Task to complete » Rewrite in full the part of the entries below that opens with the line containing "above contains dresser." and closes with the line containing "542, 235, 640, 300", both included, and nothing else. Keep every line's wording as it is, but shift each bounding-box coordinate by adding 85 to it.

begin Data listing

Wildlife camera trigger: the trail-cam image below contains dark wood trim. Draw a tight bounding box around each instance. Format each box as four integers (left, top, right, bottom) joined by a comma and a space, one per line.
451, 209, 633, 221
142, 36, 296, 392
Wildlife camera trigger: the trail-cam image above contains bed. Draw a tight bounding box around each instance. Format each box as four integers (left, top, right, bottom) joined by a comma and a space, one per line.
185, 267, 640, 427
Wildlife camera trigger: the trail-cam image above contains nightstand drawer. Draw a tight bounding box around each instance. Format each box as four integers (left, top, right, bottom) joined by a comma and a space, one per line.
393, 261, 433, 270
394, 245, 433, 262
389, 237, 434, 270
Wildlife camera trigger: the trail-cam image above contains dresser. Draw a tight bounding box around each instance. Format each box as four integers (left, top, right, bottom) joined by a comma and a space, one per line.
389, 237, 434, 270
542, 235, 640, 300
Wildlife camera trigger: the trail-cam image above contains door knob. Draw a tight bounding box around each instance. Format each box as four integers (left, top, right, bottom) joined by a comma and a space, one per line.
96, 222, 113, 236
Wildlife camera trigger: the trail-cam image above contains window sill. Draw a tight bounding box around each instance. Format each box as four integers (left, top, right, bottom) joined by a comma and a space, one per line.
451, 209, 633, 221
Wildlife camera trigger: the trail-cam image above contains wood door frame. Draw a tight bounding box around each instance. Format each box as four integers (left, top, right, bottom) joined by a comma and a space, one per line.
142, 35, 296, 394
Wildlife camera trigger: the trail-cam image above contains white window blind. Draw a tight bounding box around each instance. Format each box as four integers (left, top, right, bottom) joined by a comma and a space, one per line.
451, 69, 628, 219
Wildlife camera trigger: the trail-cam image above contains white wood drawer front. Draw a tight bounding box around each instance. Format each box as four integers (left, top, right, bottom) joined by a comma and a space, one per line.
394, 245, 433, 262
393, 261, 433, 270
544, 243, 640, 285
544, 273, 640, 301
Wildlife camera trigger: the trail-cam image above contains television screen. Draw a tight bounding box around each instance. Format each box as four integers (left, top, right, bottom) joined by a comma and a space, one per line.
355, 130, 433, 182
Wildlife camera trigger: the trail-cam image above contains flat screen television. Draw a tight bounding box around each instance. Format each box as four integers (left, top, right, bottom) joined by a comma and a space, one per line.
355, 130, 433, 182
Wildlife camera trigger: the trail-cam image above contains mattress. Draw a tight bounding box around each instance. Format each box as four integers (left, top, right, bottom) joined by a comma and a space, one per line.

end Data listing

Task output »
Wildlife camera trigger: the trail-cam image above contains dresser. Draw a tight bounding box around each instance. Format each box as four integers (left, top, right, bottom) joined by a comma and a space, one per line.
474, 322, 519, 355
627, 320, 725, 385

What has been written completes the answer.